(Extracted data entries)
◆ ◆ ◆ ◆ ◆

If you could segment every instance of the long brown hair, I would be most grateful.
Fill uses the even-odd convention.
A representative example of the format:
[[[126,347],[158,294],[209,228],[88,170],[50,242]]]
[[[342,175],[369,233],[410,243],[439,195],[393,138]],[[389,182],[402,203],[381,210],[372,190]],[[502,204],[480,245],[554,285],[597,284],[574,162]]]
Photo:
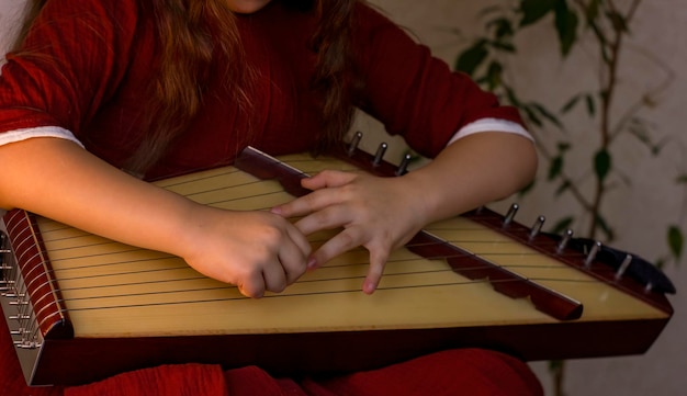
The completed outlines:
[[[30,26],[47,0],[30,0],[25,21],[13,49],[21,48]],[[274,0],[275,1],[275,0]],[[313,10],[318,25],[312,38],[317,64],[312,89],[320,98],[322,134],[316,151],[338,145],[350,127],[354,72],[351,63],[353,9],[361,0],[283,0],[301,10]],[[131,156],[126,169],[145,173],[183,133],[202,106],[204,84],[215,56],[240,59],[243,47],[234,13],[224,0],[149,0],[161,43],[160,70],[146,103],[148,131]],[[241,111],[250,112],[247,94],[252,70],[243,61],[229,61],[227,87]]]

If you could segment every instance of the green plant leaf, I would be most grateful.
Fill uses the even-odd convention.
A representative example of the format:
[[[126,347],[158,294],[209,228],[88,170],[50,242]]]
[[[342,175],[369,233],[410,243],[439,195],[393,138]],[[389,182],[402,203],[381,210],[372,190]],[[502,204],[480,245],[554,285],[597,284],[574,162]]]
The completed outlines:
[[[678,226],[673,225],[668,227],[668,247],[675,260],[679,260],[683,257],[685,235]]]
[[[475,71],[488,57],[487,41],[482,38],[476,41],[470,48],[462,52],[455,59],[454,68],[458,71],[474,77]]]
[[[525,115],[527,116],[527,121],[530,122],[531,124],[537,125],[539,127],[542,127],[544,125],[544,123],[541,121],[539,115],[537,115],[537,112],[534,112],[531,106],[523,105],[520,108],[520,110],[525,112]]]
[[[604,182],[606,177],[611,169],[612,159],[610,154],[605,148],[601,148],[597,151],[596,156],[594,156],[594,171],[596,172],[596,177]]]
[[[587,114],[589,114],[589,117],[594,118],[596,115],[596,101],[594,97],[590,94],[586,95],[585,102],[587,103]]]
[[[555,9],[560,0],[520,0],[518,10],[522,14],[520,27],[537,23]]]
[[[503,16],[489,21],[486,27],[487,30],[494,30],[494,37],[496,37],[497,42],[503,42],[504,38],[513,37],[515,34],[513,22]]]

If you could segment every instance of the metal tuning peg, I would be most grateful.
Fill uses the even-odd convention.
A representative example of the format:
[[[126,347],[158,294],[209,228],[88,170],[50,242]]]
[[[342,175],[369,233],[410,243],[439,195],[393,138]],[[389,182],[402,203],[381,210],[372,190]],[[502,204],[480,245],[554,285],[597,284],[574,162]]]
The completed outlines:
[[[378,147],[376,154],[374,155],[374,160],[372,160],[373,167],[379,167],[380,163],[382,163],[382,159],[384,159],[384,155],[386,154],[387,148],[388,145],[385,143],[382,143],[380,147]]]
[[[653,290],[654,290],[654,284],[651,282],[646,283],[646,286],[644,287],[644,292],[651,293]]]
[[[508,213],[504,217],[504,227],[507,227],[510,223],[513,223],[513,219],[515,218],[515,215],[518,213],[519,208],[520,206],[518,204],[510,205]]]
[[[539,233],[541,231],[541,227],[544,226],[545,220],[547,218],[544,216],[537,217],[537,222],[534,222],[534,225],[532,226],[532,229],[530,230],[530,240],[534,239],[534,237],[539,235]]]
[[[398,169],[396,169],[396,176],[404,176],[408,172],[408,165],[410,165],[412,159],[413,159],[413,156],[410,156],[409,154],[406,154],[405,156],[403,156],[403,160],[401,160],[401,163],[398,165]]]
[[[563,234],[563,238],[559,242],[559,246],[555,248],[556,253],[562,253],[563,250],[565,250],[565,248],[567,247],[567,244],[570,244],[571,239],[573,239],[573,230],[567,229],[565,234]]]
[[[598,254],[599,250],[601,250],[601,242],[597,240],[594,245],[592,245],[592,250],[589,250],[589,253],[585,259],[586,268],[592,267],[592,262],[596,259],[596,254]]]
[[[351,139],[351,142],[348,144],[348,156],[352,156],[353,152],[356,152],[356,150],[358,149],[358,146],[360,145],[360,140],[362,140],[362,132],[357,132],[356,135],[353,135],[353,138]]]
[[[632,262],[632,254],[626,256],[620,267],[618,267],[618,271],[616,271],[616,281],[619,281],[622,278],[622,275],[624,275],[626,271],[628,271],[628,268],[630,268],[631,262]]]

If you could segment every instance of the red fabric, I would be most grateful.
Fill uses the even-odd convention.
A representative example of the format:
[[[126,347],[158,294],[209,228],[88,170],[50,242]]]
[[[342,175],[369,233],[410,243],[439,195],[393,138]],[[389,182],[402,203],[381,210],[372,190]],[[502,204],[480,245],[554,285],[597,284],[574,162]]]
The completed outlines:
[[[56,125],[121,166],[145,133],[143,102],[159,61],[144,4],[48,1],[29,38],[40,55],[10,55],[3,67],[0,132]],[[386,18],[364,5],[357,12],[356,60],[365,84],[359,102],[416,150],[436,155],[461,126],[481,117],[519,121],[514,109],[498,106],[494,95],[452,73]],[[260,73],[249,91],[254,135],[247,136],[249,121],[223,88],[222,67],[215,67],[199,117],[149,177],[228,163],[246,144],[273,155],[312,148],[319,129],[308,88],[313,13],[285,10],[273,0],[237,20],[245,61]]]
[[[153,80],[157,41],[139,0],[48,1],[29,45],[38,56],[11,55],[0,78],[0,132],[35,126],[71,131],[88,149],[114,165],[144,131],[142,94]],[[466,77],[452,73],[401,29],[368,7],[358,9],[357,63],[365,78],[359,100],[391,133],[418,151],[436,155],[461,126],[480,117],[519,121]],[[268,152],[308,149],[318,131],[308,92],[314,55],[311,13],[288,12],[279,0],[238,18],[246,59],[260,72],[251,90],[257,118],[248,120],[226,95],[214,70],[204,106],[191,131],[150,177],[228,163],[245,144]],[[223,59],[218,59],[222,64]],[[0,392],[8,396],[88,395],[538,395],[523,363],[497,353],[454,350],[378,371],[330,380],[272,378],[258,367],[223,372],[214,365],[140,370],[79,387],[29,388],[0,320]],[[65,357],[69,364],[69,357]]]
[[[259,367],[222,371],[211,364],[162,365],[72,387],[29,387],[4,320],[0,320],[2,396],[441,396],[542,395],[529,367],[497,352],[432,353],[384,369],[335,378],[273,378]],[[65,357],[65,364],[69,358]]]

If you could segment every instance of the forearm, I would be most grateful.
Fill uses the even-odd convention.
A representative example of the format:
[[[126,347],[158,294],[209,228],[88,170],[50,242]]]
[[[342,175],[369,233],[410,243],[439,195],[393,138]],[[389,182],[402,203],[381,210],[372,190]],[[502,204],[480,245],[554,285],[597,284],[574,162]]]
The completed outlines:
[[[34,138],[0,147],[11,171],[0,204],[21,207],[125,244],[176,250],[193,203],[137,180],[71,142]]]
[[[421,194],[426,223],[504,199],[527,185],[537,170],[530,140],[481,133],[449,145],[427,166],[407,173],[408,193]]]

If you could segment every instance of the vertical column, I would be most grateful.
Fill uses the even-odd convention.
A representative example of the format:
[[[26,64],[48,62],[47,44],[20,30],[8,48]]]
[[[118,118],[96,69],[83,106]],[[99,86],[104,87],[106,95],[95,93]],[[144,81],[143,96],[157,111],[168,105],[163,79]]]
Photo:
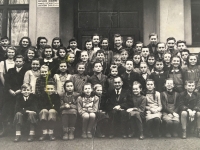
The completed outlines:
[[[184,0],[159,0],[160,41],[184,39]]]

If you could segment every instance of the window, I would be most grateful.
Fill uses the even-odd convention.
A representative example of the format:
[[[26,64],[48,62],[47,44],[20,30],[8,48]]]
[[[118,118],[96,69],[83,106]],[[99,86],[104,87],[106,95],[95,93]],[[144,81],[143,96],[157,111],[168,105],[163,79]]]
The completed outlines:
[[[200,46],[200,1],[191,1],[192,13],[192,45]]]
[[[8,36],[12,45],[18,45],[28,36],[29,0],[0,0],[0,37]]]

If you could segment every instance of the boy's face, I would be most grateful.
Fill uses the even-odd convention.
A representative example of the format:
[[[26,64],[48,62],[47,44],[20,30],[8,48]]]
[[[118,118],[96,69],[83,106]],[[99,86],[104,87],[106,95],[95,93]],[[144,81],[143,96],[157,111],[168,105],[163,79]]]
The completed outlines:
[[[155,67],[158,71],[162,71],[164,67],[163,62],[157,61]]]
[[[44,69],[44,68],[40,69],[40,74],[43,78],[46,78],[48,75],[48,69]]]
[[[174,81],[173,80],[166,80],[165,87],[167,90],[172,90],[174,87]]]
[[[9,42],[8,39],[3,39],[3,40],[1,40],[1,44],[2,44],[3,47],[8,46],[9,43],[10,43],[10,42]]]
[[[110,71],[110,74],[114,77],[116,77],[118,75],[118,70],[117,68],[113,68],[111,71]]]
[[[178,50],[182,50],[182,49],[186,49],[187,47],[186,47],[185,43],[178,43],[177,48],[178,48]]]
[[[120,66],[122,64],[122,60],[121,58],[117,58],[114,60],[114,64],[117,65],[117,66]]]
[[[29,45],[28,39],[23,39],[23,40],[22,40],[22,46],[23,46],[23,47],[28,47],[28,45]]]
[[[132,47],[133,46],[133,40],[127,40],[126,41],[126,46],[127,47]]]
[[[139,55],[133,56],[133,61],[134,61],[136,64],[139,64],[140,60],[141,60],[141,58],[140,58]]]
[[[117,46],[117,47],[122,46],[122,38],[121,37],[115,37],[114,43],[115,43],[115,46]]]
[[[76,49],[77,48],[77,42],[76,41],[71,41],[69,43],[69,46],[70,46],[71,49]]]
[[[15,60],[15,66],[16,66],[17,68],[21,68],[21,67],[23,66],[23,64],[24,64],[24,61],[23,61],[22,58],[17,58],[17,59]]]
[[[181,58],[186,61],[187,60],[187,57],[189,56],[188,52],[182,52],[181,54]]]
[[[83,92],[87,95],[90,96],[92,93],[92,87],[91,85],[85,85],[83,88]]]
[[[40,68],[40,62],[38,60],[33,60],[31,63],[33,71],[37,71]]]
[[[32,60],[35,56],[35,53],[32,50],[28,50],[27,56],[28,59]]]
[[[86,47],[86,49],[88,49],[88,50],[92,49],[92,42],[87,42],[87,43],[85,44],[85,47]]]
[[[67,71],[67,64],[66,63],[61,63],[59,66],[60,72],[66,72]]]
[[[108,40],[103,40],[102,43],[101,43],[101,47],[103,49],[107,49],[108,48]]]
[[[187,83],[185,85],[185,89],[189,92],[192,93],[195,90],[195,83]]]
[[[142,89],[139,87],[139,84],[133,85],[133,94],[134,95],[140,95],[140,92]]]
[[[55,93],[55,87],[54,87],[54,85],[46,85],[45,92],[48,95],[51,95],[51,94]]]
[[[148,61],[148,64],[149,64],[149,65],[154,65],[154,63],[155,63],[155,58],[154,58],[154,57],[149,57],[147,61]]]
[[[152,91],[155,88],[154,82],[153,81],[147,81],[146,87],[149,91]]]
[[[142,48],[141,55],[145,58],[149,55],[149,48]]]
[[[64,58],[66,56],[65,50],[64,49],[60,49],[59,50],[59,55],[60,55],[60,57]]]
[[[169,40],[167,42],[167,46],[168,46],[169,49],[174,49],[175,41],[174,40]]]
[[[99,41],[99,36],[97,36],[97,35],[96,35],[96,36],[93,36],[92,42],[93,42],[94,45],[97,46],[97,45],[99,44],[99,42],[100,42],[100,41]]]
[[[123,85],[123,82],[122,82],[122,79],[120,77],[114,79],[114,87],[115,87],[116,90],[121,89],[122,85]]]
[[[163,54],[166,51],[165,44],[164,43],[158,44],[157,51],[158,51],[158,53]]]
[[[157,38],[157,36],[151,36],[149,41],[151,44],[156,45],[158,38]]]
[[[102,67],[101,63],[96,63],[96,64],[94,65],[94,68],[93,68],[93,71],[94,71],[94,72],[100,73],[102,70],[103,70],[103,67]]]
[[[82,52],[82,53],[81,53],[81,60],[82,60],[83,62],[87,62],[88,59],[89,59],[88,53],[87,53],[87,52]]]
[[[133,70],[133,62],[132,61],[126,61],[126,66],[125,66],[127,71]]]
[[[173,65],[173,67],[175,67],[175,68],[178,68],[179,66],[180,66],[180,59],[179,58],[177,58],[177,57],[174,57],[173,59],[172,59],[172,65]]]
[[[147,65],[145,63],[141,63],[140,70],[143,74],[147,73]]]
[[[137,50],[138,53],[141,53],[142,47],[143,47],[143,44],[142,43],[138,43],[138,44],[136,44],[135,49]]]
[[[172,57],[171,54],[165,54],[163,58],[164,62],[170,63],[171,57]]]
[[[74,91],[74,85],[72,82],[68,82],[66,85],[65,85],[65,90],[69,93],[72,93]]]
[[[59,47],[60,47],[60,40],[54,40],[54,41],[53,41],[53,46],[54,46],[55,48],[59,48]]]
[[[41,48],[44,48],[45,45],[47,45],[47,40],[45,40],[45,39],[41,39],[39,45],[40,45]]]
[[[97,53],[97,60],[103,61],[105,59],[104,53]]]
[[[101,96],[101,95],[102,95],[102,92],[103,92],[102,87],[101,87],[101,86],[98,86],[98,87],[96,88],[95,92],[96,92],[96,95],[97,95],[97,96]]]
[[[52,52],[51,48],[46,48],[46,49],[44,50],[44,55],[45,55],[46,58],[51,58],[52,53],[53,53],[53,52]]]
[[[77,71],[79,74],[83,74],[85,71],[85,65],[79,65]]]
[[[30,87],[22,88],[22,94],[24,97],[28,97],[31,94],[31,88]]]
[[[126,51],[121,52],[121,59],[123,61],[126,61],[127,58],[128,58],[128,52],[126,52]]]

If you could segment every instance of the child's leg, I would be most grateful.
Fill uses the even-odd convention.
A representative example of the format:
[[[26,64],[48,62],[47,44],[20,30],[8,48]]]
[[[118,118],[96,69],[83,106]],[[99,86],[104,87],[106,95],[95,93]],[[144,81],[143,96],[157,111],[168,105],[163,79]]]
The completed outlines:
[[[41,128],[42,128],[42,136],[39,139],[40,141],[45,140],[48,134],[47,132],[48,115],[49,115],[49,111],[47,109],[42,109],[39,113],[39,118],[40,118]]]
[[[83,119],[83,126],[82,126],[82,137],[87,138],[86,132],[87,132],[87,126],[89,122],[90,115],[89,113],[84,113],[82,114],[82,119]]]
[[[183,133],[182,133],[183,139],[185,139],[187,136],[186,135],[187,117],[188,117],[187,111],[182,111],[181,112],[181,125],[182,125],[182,130],[183,130]]]

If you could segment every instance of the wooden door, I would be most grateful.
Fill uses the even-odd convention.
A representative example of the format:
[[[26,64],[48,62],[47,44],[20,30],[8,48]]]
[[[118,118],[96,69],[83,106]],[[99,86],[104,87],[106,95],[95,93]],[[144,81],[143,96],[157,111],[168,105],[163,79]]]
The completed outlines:
[[[94,33],[109,38],[111,47],[116,33],[143,39],[142,0],[77,0],[75,6],[74,31],[80,48]]]

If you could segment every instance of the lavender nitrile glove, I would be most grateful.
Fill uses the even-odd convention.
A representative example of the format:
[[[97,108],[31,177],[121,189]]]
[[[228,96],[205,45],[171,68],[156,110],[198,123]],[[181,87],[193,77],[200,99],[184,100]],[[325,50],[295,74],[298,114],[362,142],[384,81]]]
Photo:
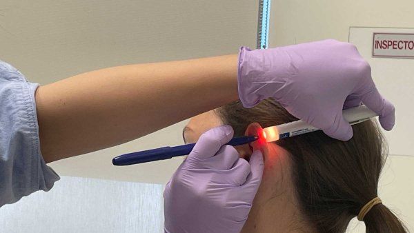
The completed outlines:
[[[239,95],[246,108],[273,97],[292,115],[337,139],[352,137],[342,109],[361,102],[391,130],[393,104],[378,92],[368,63],[348,43],[329,39],[267,50],[241,47]]]
[[[262,180],[263,157],[250,162],[224,145],[230,126],[211,129],[199,138],[164,190],[164,230],[169,233],[239,232]]]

◆ ◆ ◆ ◆ ◆

Instruction:
Beginning with the line containing "If you could segment every instance of the wooden" and ending with the last line of the material, output each line exactly; do not include pictures.

Correct response:
If you could segment every instance of the wooden door, I would be most grateful.
Fill uses the even-odd convention.
A representative example of the format:
[[[26,64],[48,62],[47,44],[20,30],[8,48]]]
[[[118,118],[96,69],[83,106]],[[99,86],[104,87],[106,95],[95,93]],[[144,81],[143,96],[157,111],[168,105],[163,79]]]
The completed outlines:
[[[94,33],[109,38],[111,47],[116,33],[143,39],[142,0],[77,0],[75,6],[74,31],[80,48]]]

If you could segment every instance of the lavender nitrile glove, I would be most grateful.
Fill uses the even-odd convention.
A representative example of the format:
[[[97,108],[31,177],[121,189]]]
[[[228,96],[205,45],[171,68],[156,110],[198,123]],[[181,87],[193,77],[200,99],[184,100]],[[325,50],[295,74],[298,114],[362,142],[384,81]]]
Photo:
The completed outlines:
[[[239,95],[246,108],[273,97],[292,115],[337,139],[352,137],[342,109],[361,102],[391,130],[393,104],[378,92],[368,63],[348,43],[329,39],[267,50],[241,47]]]
[[[262,180],[263,157],[250,162],[224,145],[230,126],[211,129],[199,138],[164,190],[164,230],[169,233],[239,232]]]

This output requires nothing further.